#### [Task details]
Take the line that has "Annotation guideline: for every instance of the dirt path, put" in it and every line after it to the end of the entries, and reproduce them exactly.

#### [Dataset excerpts]
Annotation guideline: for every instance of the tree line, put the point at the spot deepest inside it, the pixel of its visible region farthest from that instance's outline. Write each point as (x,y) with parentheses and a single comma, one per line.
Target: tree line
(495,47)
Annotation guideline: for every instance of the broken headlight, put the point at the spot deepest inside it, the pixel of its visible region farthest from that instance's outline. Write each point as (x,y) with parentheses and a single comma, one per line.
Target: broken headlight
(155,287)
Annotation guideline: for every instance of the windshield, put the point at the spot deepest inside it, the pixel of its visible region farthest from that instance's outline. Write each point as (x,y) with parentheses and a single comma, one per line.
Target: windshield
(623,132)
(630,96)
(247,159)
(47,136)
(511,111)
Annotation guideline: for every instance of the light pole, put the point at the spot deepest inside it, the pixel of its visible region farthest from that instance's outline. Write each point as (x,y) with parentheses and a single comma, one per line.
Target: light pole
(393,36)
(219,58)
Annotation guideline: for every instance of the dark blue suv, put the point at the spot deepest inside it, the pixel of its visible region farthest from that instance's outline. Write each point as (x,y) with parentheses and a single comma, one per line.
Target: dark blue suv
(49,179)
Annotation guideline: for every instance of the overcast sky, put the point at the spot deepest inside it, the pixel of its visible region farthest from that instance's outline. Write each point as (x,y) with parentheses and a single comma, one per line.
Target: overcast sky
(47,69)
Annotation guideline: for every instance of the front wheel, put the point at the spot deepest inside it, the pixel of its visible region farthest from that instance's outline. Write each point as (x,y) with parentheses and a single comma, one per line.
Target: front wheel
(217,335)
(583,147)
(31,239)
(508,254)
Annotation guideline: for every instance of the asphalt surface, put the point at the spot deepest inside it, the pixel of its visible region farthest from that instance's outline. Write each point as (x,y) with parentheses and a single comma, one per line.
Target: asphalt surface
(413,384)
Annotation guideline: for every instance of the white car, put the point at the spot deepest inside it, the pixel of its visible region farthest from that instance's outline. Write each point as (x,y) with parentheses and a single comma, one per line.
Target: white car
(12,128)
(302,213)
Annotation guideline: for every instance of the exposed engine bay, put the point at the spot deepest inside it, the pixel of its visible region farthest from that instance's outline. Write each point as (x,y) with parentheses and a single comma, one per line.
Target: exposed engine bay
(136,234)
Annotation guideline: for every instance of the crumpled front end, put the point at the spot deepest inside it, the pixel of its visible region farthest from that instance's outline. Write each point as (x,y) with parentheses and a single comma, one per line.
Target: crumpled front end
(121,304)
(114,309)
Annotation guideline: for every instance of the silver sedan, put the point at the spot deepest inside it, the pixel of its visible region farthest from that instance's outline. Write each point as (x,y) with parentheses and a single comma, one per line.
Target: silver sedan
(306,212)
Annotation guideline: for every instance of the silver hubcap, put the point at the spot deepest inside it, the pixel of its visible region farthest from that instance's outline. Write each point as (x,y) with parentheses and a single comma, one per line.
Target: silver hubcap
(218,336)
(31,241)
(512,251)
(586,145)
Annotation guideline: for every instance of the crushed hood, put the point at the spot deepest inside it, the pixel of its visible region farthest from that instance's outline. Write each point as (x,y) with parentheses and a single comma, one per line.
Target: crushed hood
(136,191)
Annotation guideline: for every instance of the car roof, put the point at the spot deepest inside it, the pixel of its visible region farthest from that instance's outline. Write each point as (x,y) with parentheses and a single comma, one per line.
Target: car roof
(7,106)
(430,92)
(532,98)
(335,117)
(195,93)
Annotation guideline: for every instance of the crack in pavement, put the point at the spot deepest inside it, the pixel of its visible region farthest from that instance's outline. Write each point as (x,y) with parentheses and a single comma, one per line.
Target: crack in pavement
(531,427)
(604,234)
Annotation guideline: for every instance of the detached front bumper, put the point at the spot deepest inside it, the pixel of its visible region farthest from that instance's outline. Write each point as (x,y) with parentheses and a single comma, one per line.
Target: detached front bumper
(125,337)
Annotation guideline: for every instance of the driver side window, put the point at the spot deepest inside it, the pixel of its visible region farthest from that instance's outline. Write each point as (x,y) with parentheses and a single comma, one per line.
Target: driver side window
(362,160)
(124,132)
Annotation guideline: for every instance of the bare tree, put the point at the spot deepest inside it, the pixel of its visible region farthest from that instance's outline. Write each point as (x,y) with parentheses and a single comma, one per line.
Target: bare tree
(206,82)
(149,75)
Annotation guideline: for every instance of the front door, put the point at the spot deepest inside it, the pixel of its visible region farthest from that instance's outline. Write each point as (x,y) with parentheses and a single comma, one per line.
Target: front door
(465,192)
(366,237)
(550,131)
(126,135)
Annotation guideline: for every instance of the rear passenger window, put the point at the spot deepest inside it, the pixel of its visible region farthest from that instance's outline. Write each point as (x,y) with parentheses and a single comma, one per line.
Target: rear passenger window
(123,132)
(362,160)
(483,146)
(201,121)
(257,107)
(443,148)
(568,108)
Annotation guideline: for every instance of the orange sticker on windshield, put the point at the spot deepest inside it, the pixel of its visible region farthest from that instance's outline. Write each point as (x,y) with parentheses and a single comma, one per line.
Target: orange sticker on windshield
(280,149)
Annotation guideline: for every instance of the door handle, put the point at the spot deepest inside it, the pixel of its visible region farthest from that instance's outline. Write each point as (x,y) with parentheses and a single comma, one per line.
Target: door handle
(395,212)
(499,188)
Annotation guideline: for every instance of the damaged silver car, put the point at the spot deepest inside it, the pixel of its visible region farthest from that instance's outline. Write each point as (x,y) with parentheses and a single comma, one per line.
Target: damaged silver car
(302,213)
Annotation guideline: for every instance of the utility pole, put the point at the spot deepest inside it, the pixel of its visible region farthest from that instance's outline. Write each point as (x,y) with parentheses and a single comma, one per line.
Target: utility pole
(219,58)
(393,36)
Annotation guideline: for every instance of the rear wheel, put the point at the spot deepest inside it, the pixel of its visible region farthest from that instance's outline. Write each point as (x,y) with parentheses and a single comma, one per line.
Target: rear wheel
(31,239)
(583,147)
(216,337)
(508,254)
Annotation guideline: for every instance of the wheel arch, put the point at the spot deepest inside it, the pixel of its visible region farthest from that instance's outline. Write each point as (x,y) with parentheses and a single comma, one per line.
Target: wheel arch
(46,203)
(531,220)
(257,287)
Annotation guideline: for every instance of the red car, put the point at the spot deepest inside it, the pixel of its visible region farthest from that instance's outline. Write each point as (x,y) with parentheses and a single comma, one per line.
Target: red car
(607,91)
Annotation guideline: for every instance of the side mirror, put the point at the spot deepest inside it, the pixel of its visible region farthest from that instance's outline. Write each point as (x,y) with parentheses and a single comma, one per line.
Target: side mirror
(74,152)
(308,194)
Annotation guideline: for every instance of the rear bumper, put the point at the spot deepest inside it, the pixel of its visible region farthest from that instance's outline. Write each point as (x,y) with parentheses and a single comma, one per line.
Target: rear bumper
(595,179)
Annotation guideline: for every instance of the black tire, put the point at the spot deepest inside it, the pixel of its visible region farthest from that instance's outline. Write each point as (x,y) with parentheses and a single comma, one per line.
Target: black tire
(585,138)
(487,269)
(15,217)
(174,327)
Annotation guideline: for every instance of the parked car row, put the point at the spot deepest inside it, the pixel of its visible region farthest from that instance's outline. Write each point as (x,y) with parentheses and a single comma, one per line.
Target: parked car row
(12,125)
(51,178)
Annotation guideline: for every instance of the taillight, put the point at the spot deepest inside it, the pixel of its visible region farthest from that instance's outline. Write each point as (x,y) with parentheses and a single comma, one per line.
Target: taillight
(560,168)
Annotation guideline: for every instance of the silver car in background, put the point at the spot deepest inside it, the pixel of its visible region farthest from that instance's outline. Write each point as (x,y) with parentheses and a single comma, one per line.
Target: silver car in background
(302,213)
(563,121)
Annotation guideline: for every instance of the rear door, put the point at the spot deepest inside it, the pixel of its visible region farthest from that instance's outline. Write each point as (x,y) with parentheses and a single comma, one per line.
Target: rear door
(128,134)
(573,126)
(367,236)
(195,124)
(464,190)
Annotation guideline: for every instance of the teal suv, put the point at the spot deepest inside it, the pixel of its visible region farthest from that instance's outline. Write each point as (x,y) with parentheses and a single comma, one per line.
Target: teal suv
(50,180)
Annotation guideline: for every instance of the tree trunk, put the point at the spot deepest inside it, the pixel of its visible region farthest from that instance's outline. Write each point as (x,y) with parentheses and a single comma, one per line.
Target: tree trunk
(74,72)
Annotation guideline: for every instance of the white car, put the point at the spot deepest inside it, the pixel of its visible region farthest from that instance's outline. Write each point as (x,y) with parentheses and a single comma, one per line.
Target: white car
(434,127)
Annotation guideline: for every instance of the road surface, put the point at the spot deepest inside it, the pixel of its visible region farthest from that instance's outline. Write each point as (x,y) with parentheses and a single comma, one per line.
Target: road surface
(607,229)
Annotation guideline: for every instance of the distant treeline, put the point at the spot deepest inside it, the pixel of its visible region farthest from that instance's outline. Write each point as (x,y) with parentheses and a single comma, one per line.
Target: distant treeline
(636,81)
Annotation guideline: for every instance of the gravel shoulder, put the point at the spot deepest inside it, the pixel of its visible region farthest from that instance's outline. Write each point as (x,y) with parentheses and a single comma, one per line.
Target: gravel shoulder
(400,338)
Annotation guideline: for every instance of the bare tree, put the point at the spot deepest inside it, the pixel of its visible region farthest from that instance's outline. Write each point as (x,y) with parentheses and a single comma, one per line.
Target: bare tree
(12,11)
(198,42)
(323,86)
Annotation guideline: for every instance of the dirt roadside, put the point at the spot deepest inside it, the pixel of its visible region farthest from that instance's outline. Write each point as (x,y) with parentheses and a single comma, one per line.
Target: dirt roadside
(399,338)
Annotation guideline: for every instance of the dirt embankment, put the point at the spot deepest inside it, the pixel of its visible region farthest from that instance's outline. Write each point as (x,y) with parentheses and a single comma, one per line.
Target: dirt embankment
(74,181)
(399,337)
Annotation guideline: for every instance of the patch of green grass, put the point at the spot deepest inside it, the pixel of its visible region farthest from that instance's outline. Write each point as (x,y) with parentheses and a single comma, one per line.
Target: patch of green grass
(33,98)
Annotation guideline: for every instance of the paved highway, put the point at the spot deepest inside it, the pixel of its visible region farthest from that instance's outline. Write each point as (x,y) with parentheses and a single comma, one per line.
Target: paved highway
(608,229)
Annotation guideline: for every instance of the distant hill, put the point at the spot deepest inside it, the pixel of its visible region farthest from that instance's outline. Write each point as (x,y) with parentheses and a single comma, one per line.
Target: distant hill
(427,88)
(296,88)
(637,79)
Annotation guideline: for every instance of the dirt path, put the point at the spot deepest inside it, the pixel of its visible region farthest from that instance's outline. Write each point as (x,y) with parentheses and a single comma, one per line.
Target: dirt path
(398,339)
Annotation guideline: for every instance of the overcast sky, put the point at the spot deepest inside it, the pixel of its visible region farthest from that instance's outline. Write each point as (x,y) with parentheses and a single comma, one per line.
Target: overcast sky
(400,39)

#### [Solution to this problem]
Annotation guideline: for every instance of the dirt path, put the point at the spot deepest inside it, the pixel of its visible region farthest from that instance's outline. Write each point as (x,y) with parentheses and a single comma, one per line.
Target: dirt path
(398,339)
Annotation guideline: for every instance of the overcast sky, put the point at the spot deepest inside it, the pixel of its visible region farthest from that instance's outline. Write each point as (x,y) with parentheses and a single comma, one per line.
Target: overcast sky
(400,39)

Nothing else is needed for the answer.